DIRECTION 1
From the passage on Käthe Kollwitz, pull out word for word the part starting at "Only after lots" and ending at "authorities banned it.".
DIRECTION 2
Check each statement against the passage on Käthe Kollwitz, answering yes or no and quoting the deciding words: (a) She married Karl Kollwitz in 1891. (b) The Empress visited the house industries exhibition before the posters were covered. (c) She walked from Florence to Rome in two weeks.
DIRECTION 3
Carry on the account of Käthe Kollwitz's life from the point where it stops.

The novel Germinal, on workers by the French realist author Emile Zola, influenced Käthe’s art.
So did German playwright Gerhart Hauptmann. Hauptmann inspired her graphics on rebelling weavers.
In 1891, she married Karl Kollwitz.

Also after her marriage, she continued to sign her work with K(äthe) S(chmidt), as in the self-portrait from 1906 shown here.
They went to live in Berlin, where Karl became a doctor in a poor working class neighbourhood.
In 1898, the jury at an art exhibition wanted to honour Käthe with a medal, for her graphics on the weavers’ uprising.
However, Emperor Wilhelm II did not want any honours for this artist, rebellious in both form and subject.
In 1898, Käthe Kollwitz got permission to be a teacher at her old art school. It was a school for women only, who were taught separately from male students.
In 1899, she participated in the first ever exhibition of the “Berliner Secession“, for artists, hated by the emperor. Their non-conformism meant they were refused at official art exhibitions.
In 1904, she learned sculpture in Paris, visiting the workplaces of Auguste Rodin and others.
In 1906, she made a poster for an exhibition on house industries.
The Empress Auguste Viktoria refused to visit the exhibition because of who made the poster. Also because Kollwitz‘s poster showed a woman worker, clearly suffering from bad conditions.
Only after lots of paper and glue had removed Käthe’s posters from sight, Her Imperial Majesty visited the exhibition.
Next year, Kollwitz was in Florence in Italy. From there, she walked to Rome, reaching it after three weeks.
From 1908 to 1910, she worked for satirical magazine Simplizissimus, mocking in her caricatures the oppression of workers in Wilhelm II’s empire.
In 1912, she made a poster on the miserable housing situation in East Berlin.
The authorities banned it.
In 1913, there was a split in the “Berliner Secession” between old artistic vanguardists who had become sort of a new establishment themselves, and the rebels, who became the “Freie Secession”.

RECORDS SUPPLIED
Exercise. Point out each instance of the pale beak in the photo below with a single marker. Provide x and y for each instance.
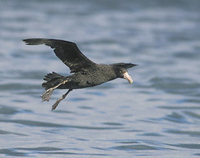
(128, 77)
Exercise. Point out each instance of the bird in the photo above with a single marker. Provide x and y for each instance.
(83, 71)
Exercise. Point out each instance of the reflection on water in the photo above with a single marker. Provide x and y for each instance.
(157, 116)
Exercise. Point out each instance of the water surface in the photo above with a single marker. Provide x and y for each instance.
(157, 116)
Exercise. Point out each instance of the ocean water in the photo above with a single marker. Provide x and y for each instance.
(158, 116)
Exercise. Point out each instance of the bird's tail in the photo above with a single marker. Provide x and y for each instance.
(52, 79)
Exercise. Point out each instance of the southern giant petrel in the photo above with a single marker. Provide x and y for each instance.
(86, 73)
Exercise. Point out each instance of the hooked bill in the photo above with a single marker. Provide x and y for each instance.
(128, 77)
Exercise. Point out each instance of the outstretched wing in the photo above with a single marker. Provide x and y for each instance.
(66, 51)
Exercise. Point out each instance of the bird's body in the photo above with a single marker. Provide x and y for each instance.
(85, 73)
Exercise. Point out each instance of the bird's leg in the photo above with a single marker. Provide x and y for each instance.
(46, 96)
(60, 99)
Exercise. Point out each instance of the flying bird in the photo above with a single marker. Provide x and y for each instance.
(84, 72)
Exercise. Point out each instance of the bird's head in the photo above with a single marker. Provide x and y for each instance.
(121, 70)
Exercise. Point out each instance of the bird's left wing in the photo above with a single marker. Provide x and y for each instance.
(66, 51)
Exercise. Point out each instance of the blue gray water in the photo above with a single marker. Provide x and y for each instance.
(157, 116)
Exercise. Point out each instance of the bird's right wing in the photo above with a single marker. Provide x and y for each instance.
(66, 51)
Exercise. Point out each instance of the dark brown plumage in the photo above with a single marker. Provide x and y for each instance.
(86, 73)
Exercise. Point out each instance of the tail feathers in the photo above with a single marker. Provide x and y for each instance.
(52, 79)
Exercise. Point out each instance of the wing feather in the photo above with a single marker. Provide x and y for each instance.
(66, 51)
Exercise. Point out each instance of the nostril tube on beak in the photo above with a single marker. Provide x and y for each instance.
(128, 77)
* * *
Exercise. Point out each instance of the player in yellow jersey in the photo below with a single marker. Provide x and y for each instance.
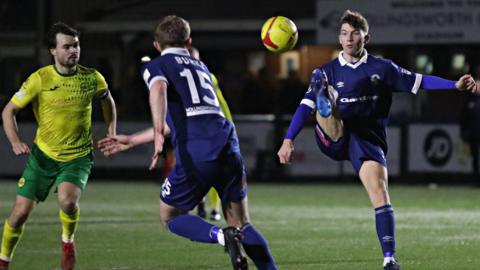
* * *
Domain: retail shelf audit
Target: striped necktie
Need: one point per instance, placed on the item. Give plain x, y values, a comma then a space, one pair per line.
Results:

WRITTEN RESPONSE 1
Only after lots of paper and glue had removed Käthe’s posters from sight, Her Imperial Majesty visited the exhibition.
Next year, Kollwitz was in Florence in Italy. From there, she walked to Rome, reaching it after three weeks.
From 1908 to 1910, she worked for satirical magazine Simplizissimus, mocking in her caricatures the oppression of workers in Wilhelm II’s empire.
In 1912, she made a poster on the miserable housing situation in East Berlin.
The authorities banned it.

WRITTEN RESPONSE 2
(a) Yes: "In 1891, she married Karl Kollwitz."
(b) No: "Only after lots of paper and glue had removed Käthe’s posters from sight, Her Imperial Majesty visited the exhibition."
(c) No: "From there, she walked to Rome, reaching it after three weeks."

WRITTEN RESPONSE 3
Käthe Kollwitz, though 46 by now, sided with the latter. She went from the executive of the “old” Secession to the executive of the new “free” Secession.
In the same year, she also joined the executive of the newly founded women artists’ association, as chair.
In the next year, the First World War broke out.
Also among many socialists, whose international congresses had decided that war should be fought by workers’ strikes, the wave of nationalist hysteria accompanying the outbreak of the war did have at least some effects.
Käthe Kollwitz’s eighteen year old son Peter volunteered to be a soldier.
Shortly afterward, he died at the front in Diksmuide in Belgium.
His mother became very depressed.
Then, Käthe Kollwitz decided to strongly oppose war, also in her artistic work.
On 30 October 1918, the Social Democratic party daily, Vorwärts, published an anti-war letter by Kollwitz.
The war was going badly for the German empire.
Like in the Bush empire concerning Iraq in 2007, some people, including Tony Blair, claimed “final victory” was still possible, with a final “surge“, some Germans then still proclaimed that the emperor’s armies would win.
Kollwitz’ letter opposed this.
She wrote: “Es ist genug gestorben! Keiner darf mehr fallen.
Ich berufe mich gegen Richard Dehmel auf einen Größeren, welcher sagt: ‘Saatfrüchte sollen nicht vermahlen werden.”
[Enough people have died!
Nobody should die any more.
Against [German militarist author] Richard Dehmel, I base myself on a greater [poet; meaning Goethe], who says: ‘You should not grind down seed bearing fruits’].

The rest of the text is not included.